Return the data below unchanged. Drop any pictures.
######
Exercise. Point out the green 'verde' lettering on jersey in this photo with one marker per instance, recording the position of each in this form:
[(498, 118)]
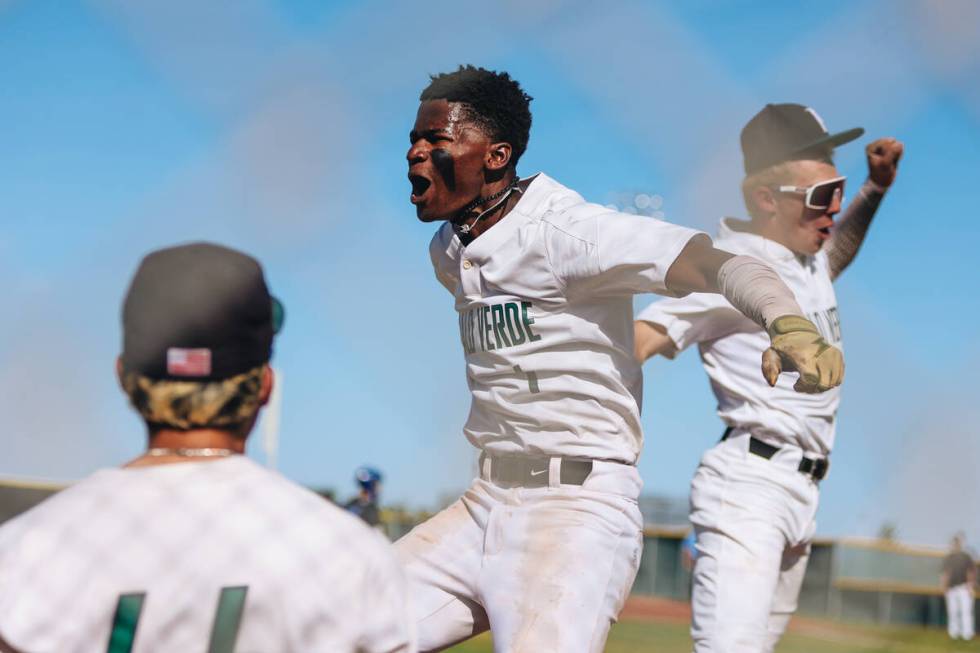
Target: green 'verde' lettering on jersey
[(497, 326), (517, 336), (497, 310), (528, 321)]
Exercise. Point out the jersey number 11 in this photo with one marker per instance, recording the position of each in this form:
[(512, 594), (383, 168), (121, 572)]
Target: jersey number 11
[(224, 632)]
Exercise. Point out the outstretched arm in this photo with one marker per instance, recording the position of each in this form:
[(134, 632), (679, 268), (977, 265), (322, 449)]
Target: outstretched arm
[(650, 339), (883, 156), (756, 291)]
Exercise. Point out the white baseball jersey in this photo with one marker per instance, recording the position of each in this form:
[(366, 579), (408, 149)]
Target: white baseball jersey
[(731, 346), (169, 553), (545, 317)]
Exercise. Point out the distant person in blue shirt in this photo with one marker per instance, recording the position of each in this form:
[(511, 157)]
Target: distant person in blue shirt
[(365, 504)]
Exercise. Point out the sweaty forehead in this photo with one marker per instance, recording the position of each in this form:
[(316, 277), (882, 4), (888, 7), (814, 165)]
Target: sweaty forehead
[(808, 172), (441, 114)]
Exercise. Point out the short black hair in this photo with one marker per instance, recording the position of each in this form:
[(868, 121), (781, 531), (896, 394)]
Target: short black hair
[(493, 100)]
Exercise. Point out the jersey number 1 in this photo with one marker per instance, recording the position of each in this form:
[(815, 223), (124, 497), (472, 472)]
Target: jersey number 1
[(532, 379), (224, 632)]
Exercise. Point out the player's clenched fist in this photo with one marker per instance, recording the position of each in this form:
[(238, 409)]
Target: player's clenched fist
[(798, 346), (883, 156)]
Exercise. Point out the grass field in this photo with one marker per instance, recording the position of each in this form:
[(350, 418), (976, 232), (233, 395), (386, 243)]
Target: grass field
[(645, 631)]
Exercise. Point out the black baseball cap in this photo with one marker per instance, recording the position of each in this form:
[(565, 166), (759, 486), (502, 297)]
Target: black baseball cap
[(198, 312), (787, 132)]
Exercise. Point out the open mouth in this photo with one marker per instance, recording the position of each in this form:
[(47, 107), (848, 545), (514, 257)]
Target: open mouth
[(420, 185)]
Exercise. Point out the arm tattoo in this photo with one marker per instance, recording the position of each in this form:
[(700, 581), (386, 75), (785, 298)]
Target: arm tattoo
[(853, 227)]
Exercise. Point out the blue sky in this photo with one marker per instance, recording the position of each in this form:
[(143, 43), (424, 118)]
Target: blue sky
[(281, 127)]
######
Exercise output.
Exercise. Point out the green 'verde' lettering on jersey in this photo with one marker per instance, recording the position of each in this form:
[(498, 118)]
Target: green 'verde' lettering on jersey
[(497, 326), (517, 336), (497, 310), (528, 321)]
Exercise. Point out the jersey number 11 in this photo with one marker per instance, recording the position of each in this form:
[(512, 594), (383, 168), (121, 572)]
Target: jersey number 11
[(224, 632)]
Exercise. Point out the outstretched arm in this photo with one marker per instance, recording the position of each in this form:
[(134, 632), (679, 268), (977, 265), (322, 449)]
Target: outstretched arm
[(650, 339), (883, 156), (756, 291)]
Exercise. Point out the white baseball jersey in this photo with one marker per instance, recording the position of each in this form:
[(366, 579), (408, 149)]
Target: white baseball jersey
[(731, 346), (169, 553), (545, 317)]
Exercise. Point out the distant person in blue shirt in this photo with one marker per instance, recording the position of each in this form:
[(511, 157)]
Target: distant person in blue shirt
[(365, 504)]
Exercise. Point out the sweaty forehead in this photo with one marker per instance, recording the position of each in this form:
[(316, 277), (882, 4), (888, 7), (814, 165)]
Target: sweaty forehead
[(808, 172), (441, 114)]
Exercise. Point out the short black hair in this photo with one marker per instance, recording the position of each in this form:
[(868, 121), (781, 531), (896, 394)]
Target: short black hair
[(493, 100)]
Exercise. Point out the jersey number 1 in this photo with one marker per instance, recording the position of each in this form:
[(815, 223), (124, 497), (472, 472)]
Target: jersey number 1
[(532, 379), (224, 632)]
Exercise. Point out the player's clenched fist in this photo with one marker per instance, recording the position of each in this form:
[(238, 409)]
Target: player's clenched fist
[(798, 346), (883, 156)]
Exercise. Point out the grass field in this photo with one marker per instance, recording the position of each in this form:
[(350, 418), (976, 232), (233, 395), (386, 243)]
Target: grass field
[(645, 631)]
Exercise. Point out the black baseball cap in this photo with one marker per instance, recording the position of each in this form:
[(565, 166), (759, 486), (502, 297)]
Target: black baseball cap
[(198, 312), (787, 132)]
Exercise. Point out the open mouth in this photo with one marker per instance, recording the position of each in this form:
[(47, 107), (848, 545), (514, 257)]
Target: open mouth
[(420, 185)]
Exercise. Point out the arm tattoo in this photo with one marker per instance, recording the position of each in this form:
[(700, 581), (386, 75), (785, 298)]
Target: arm tattoo
[(853, 227)]
Exercise. Point out the blue sky in this photo with one marker per instance, recording the position of each in this form:
[(143, 43), (424, 118)]
Target: blue sky
[(281, 127)]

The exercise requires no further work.